§ **Stated goal**
Filter the records down to the lines that contain the string "ceiling", and copy each such line.

§ **The input**

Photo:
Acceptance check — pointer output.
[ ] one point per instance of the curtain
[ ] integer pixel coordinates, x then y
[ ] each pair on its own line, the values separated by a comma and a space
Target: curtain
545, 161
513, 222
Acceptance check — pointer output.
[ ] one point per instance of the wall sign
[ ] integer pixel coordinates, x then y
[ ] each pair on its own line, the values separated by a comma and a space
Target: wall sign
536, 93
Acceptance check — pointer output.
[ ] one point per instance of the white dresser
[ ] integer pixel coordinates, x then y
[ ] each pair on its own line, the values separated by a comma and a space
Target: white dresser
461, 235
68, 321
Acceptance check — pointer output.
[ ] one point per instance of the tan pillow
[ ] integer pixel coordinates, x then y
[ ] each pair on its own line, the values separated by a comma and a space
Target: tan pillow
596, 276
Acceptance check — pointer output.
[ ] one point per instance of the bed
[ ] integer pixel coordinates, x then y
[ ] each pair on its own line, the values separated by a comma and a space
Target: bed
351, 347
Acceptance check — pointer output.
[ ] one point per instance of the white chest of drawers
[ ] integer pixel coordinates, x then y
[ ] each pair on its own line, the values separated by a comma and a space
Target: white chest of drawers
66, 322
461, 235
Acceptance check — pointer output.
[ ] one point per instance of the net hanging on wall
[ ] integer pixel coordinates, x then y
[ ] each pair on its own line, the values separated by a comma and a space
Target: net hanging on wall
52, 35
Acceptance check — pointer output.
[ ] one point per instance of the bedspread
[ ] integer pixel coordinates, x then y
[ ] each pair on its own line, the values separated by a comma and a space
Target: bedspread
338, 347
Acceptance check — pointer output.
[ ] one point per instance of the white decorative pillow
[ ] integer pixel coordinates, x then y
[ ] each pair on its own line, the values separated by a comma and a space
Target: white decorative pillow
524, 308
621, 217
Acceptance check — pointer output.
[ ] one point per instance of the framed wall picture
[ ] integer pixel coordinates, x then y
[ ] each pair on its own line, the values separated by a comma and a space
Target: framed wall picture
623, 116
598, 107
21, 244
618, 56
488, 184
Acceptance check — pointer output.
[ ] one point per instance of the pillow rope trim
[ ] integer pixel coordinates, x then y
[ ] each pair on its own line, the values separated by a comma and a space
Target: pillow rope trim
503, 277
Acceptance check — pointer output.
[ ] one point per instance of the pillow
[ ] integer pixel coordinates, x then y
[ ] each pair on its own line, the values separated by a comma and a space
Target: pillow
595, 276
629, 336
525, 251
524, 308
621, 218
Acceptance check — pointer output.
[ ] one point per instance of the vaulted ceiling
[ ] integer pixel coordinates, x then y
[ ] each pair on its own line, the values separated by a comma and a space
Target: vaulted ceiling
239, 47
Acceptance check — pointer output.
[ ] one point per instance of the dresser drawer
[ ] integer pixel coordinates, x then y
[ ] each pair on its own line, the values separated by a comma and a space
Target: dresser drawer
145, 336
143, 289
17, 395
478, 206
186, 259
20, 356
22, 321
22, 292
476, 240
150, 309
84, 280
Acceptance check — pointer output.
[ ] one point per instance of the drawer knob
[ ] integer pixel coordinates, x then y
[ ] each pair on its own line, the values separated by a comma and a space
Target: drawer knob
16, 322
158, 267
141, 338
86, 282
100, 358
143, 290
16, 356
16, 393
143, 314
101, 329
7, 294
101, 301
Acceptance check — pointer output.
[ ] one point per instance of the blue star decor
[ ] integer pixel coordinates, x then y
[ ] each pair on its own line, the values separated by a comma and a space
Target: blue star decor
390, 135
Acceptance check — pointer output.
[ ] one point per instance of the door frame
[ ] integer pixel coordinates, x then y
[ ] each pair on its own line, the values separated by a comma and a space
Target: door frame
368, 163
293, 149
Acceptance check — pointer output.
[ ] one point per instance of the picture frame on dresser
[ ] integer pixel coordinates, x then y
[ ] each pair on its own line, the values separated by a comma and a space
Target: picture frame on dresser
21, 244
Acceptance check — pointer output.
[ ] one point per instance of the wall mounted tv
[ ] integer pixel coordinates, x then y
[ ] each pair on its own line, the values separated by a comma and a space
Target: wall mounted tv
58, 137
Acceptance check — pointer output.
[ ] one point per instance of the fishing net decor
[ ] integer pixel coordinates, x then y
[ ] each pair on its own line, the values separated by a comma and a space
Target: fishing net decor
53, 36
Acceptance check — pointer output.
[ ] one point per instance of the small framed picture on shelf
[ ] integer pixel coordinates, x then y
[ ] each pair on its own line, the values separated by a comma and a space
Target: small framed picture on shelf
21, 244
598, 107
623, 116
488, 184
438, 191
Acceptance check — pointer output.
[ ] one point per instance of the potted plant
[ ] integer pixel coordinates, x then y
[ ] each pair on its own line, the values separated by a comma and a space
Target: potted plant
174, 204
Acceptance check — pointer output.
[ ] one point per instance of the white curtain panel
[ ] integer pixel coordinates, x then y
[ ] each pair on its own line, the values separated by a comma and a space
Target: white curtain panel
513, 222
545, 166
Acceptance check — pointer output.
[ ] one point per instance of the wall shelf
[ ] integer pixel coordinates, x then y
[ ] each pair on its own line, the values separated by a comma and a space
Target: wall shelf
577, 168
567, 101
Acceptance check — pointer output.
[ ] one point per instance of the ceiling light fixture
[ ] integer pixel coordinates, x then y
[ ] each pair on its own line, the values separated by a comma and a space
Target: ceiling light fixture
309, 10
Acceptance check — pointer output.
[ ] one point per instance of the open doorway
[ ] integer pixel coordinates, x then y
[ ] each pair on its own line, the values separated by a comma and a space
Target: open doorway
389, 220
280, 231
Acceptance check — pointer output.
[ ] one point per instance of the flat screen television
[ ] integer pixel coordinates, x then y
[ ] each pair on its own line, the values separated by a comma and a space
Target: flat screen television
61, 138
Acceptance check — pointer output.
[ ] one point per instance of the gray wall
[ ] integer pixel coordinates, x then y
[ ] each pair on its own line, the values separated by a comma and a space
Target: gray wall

§ **Finished answer**
[ ] one point per instance of the vaulted ceiling
Target: vaulted ceiling
[ ] one point per instance of the ceiling light fixture
Target: ceiling light fixture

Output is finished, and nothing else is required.